-- BEGIN Given passage --

An investigation into the formation and dissociation of ionised molecules is reported in this thesis. The metastability of energy selected molecular ions with two positive charges, molecular dications has been investigated using the threshold photoelectrons coincidence (TPEsCO) ion coincidence technique and VUV synchrotron radiation in the energy range 20 – 50 eV. Lifetimes of energy selected metastable states have been determined from the experimental data obtained with an observation time window of ~ 0.01 to 2 – 4 microseconds.

-- END Given passage --
-- BEGIN Items --

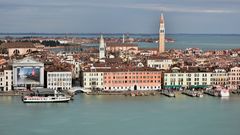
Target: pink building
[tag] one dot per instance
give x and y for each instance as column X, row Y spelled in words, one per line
column 234, row 77
column 132, row 79
column 117, row 47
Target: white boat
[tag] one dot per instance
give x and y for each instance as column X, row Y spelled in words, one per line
column 46, row 99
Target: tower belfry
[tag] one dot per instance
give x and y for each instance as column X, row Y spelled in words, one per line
column 161, row 46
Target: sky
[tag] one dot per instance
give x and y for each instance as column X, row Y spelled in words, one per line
column 120, row 16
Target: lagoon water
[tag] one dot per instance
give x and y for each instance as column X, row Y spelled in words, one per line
column 120, row 115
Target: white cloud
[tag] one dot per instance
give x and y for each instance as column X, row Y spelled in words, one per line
column 182, row 9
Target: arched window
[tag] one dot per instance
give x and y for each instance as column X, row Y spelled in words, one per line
column 29, row 51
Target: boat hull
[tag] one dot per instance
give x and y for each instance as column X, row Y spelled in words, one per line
column 45, row 100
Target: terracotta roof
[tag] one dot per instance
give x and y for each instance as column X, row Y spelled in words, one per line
column 129, row 69
column 17, row 45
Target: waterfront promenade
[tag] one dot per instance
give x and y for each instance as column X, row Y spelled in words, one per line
column 122, row 115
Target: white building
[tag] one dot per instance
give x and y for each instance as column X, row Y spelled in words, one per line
column 27, row 74
column 59, row 80
column 187, row 79
column 93, row 79
column 160, row 63
column 102, row 46
column 6, row 81
column 220, row 77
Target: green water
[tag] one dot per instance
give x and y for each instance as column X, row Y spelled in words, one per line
column 120, row 115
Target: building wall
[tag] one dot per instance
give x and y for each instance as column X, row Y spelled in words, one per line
column 59, row 80
column 22, row 51
column 234, row 77
column 6, row 80
column 160, row 64
column 132, row 80
column 188, row 79
column 220, row 77
column 93, row 80
column 131, row 49
column 26, row 63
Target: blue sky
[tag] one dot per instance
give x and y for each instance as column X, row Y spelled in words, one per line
column 120, row 16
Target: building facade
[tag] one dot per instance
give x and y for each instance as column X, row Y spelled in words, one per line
column 102, row 46
column 93, row 79
column 17, row 48
column 6, row 80
column 177, row 79
column 161, row 46
column 27, row 74
column 234, row 77
column 59, row 80
column 122, row 79
column 220, row 77
column 160, row 63
column 132, row 80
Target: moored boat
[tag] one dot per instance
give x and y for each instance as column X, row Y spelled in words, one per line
column 38, row 97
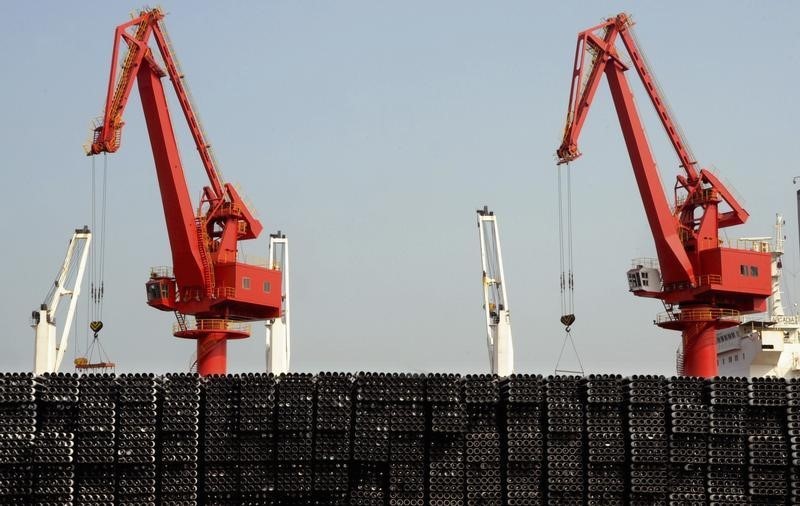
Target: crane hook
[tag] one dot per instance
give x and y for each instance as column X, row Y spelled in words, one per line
column 567, row 320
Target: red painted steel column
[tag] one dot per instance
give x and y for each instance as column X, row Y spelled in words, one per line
column 212, row 354
column 700, row 350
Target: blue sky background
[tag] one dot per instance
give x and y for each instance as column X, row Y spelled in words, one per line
column 370, row 132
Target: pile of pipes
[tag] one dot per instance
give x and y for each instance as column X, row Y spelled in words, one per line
column 398, row 439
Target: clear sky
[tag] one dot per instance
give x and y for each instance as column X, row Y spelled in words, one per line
column 369, row 132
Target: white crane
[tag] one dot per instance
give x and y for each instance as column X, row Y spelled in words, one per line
column 48, row 353
column 278, row 329
column 495, row 298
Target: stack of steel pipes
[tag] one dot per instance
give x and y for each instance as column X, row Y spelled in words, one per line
column 371, row 440
column 483, row 479
column 647, row 427
column 523, row 399
column 332, row 437
column 178, row 440
column 220, row 441
column 294, row 444
column 17, row 428
column 137, row 413
column 95, row 440
column 256, row 426
column 54, row 440
column 793, row 425
column 767, row 444
column 406, row 439
column 447, row 442
column 605, row 432
column 565, row 442
column 727, row 458
column 688, row 441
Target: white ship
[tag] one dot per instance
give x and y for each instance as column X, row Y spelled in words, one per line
column 769, row 344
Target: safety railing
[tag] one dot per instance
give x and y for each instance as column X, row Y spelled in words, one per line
column 650, row 263
column 699, row 315
column 224, row 292
column 212, row 324
column 757, row 245
column 161, row 271
column 709, row 279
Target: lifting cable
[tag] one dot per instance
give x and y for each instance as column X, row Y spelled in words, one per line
column 567, row 276
column 97, row 266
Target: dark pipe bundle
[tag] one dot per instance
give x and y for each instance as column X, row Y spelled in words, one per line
column 398, row 439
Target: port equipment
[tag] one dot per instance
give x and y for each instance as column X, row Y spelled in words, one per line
column 48, row 353
column 207, row 279
column 278, row 329
column 495, row 298
column 705, row 285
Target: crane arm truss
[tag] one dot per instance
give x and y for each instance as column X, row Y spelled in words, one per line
column 279, row 329
column 198, row 240
column 495, row 299
column 49, row 353
column 677, row 231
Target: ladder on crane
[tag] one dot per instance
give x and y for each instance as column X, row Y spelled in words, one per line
column 278, row 337
column 495, row 298
column 49, row 353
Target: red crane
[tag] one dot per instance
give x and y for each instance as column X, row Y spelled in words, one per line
column 207, row 279
column 705, row 285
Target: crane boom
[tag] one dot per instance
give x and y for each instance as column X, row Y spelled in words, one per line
column 49, row 352
column 206, row 280
column 495, row 299
column 704, row 284
column 279, row 329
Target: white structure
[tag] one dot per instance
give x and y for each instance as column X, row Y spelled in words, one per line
column 495, row 298
column 768, row 347
column 278, row 329
column 48, row 352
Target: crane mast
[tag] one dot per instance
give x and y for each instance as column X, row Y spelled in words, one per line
column 49, row 351
column 206, row 280
column 495, row 299
column 704, row 284
column 279, row 329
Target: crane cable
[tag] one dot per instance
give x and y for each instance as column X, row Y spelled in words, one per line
column 97, row 264
column 567, row 277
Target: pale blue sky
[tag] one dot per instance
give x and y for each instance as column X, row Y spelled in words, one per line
column 370, row 132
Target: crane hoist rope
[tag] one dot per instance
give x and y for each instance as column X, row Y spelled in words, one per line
column 87, row 359
column 567, row 276
column 97, row 270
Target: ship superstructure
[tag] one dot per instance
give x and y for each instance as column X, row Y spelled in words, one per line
column 769, row 346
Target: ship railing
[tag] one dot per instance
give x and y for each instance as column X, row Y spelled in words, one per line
column 211, row 324
column 699, row 314
column 161, row 271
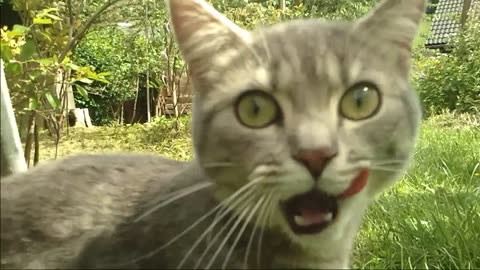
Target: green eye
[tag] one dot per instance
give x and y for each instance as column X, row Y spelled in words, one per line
column 256, row 109
column 360, row 101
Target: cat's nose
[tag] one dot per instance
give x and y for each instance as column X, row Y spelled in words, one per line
column 315, row 159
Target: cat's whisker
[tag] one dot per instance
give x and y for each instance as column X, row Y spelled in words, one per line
column 173, row 197
column 217, row 235
column 200, row 220
column 246, row 198
column 218, row 165
column 225, row 239
column 387, row 169
column 262, row 230
column 261, row 213
column 242, row 230
column 387, row 162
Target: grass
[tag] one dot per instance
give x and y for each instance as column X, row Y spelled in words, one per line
column 431, row 219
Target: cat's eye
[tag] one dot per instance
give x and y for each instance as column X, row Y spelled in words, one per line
column 361, row 101
column 257, row 109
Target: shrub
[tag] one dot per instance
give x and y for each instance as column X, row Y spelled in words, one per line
column 452, row 81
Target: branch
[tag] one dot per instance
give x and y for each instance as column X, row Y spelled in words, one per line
column 74, row 40
column 72, row 20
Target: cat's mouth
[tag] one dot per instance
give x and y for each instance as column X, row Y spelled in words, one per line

-- END Items --

• [To do]
1. In the thesis abstract, what energy range of VUV synchrotron radiation was used?
2. Summarize the thesis abstract in two sentences.
3. Carry on the thesis abstract on molecular dications from where it stops.

• [Results for each task]
1. The energy range was 20 to 50 eV.

2. The thesis reports an investigation into the formation and dissociation of ionized molecules, including the metastability of energy-selected molecular dications, studied with a threshold photoelectron coincidence technique and VUV synchrotron radiation from 20 to 50 eV. Lifetimes of energy-selected metastable states were determined from data collected with an observation time window of about 0.01 to 2–4 microseconds.

3.
Metastable states of the dications of carbon dioxide (CO₂²⁺), benzene (C₆H₆²⁺), deutero-benzene (C₆D₆²⁺), hexafluorobenzene (C₆F₆²⁺) and 2,4-hexadiyne (C₆H₆²⁺) have been observed. Comparison of experimental data and theoretical potential energy surfaces suggests that the metastability of CO₂²⁺ is due to slow spin forbidden transitions from excited singlet states to the ground triplet state of the dication, followed by rapid dissociation of the ground state. The lifetimes of the larger molecular dications, C₆X₆²⁺, were found to decrease as the internal energy increased. This trend is consistent with both statistical and tunnelling decay mechanisms. Rice, Ramsperger and Kassel (RRK) theory fits to the lifetime data gave approximate dissociation barrier heights of 0.8 to 1.7 eV for C₆H₆²⁺ and C₆D₆²⁺ and 1.1 to 2.2 eV for C₆F₆²⁺. The barriers are expected to be ~ 1eV higher if the decay mechanism is a tunnelling.

The spectroscopy of these dications was also studied with the TPEsCO technique. The ground and first two excited states of CO₂²⁺ were observed in TPEsCO spectra with vibrational resolution and are compared with time-of-flight-photoelectron-photoelectron coincidence, TOF-PEPECO, data.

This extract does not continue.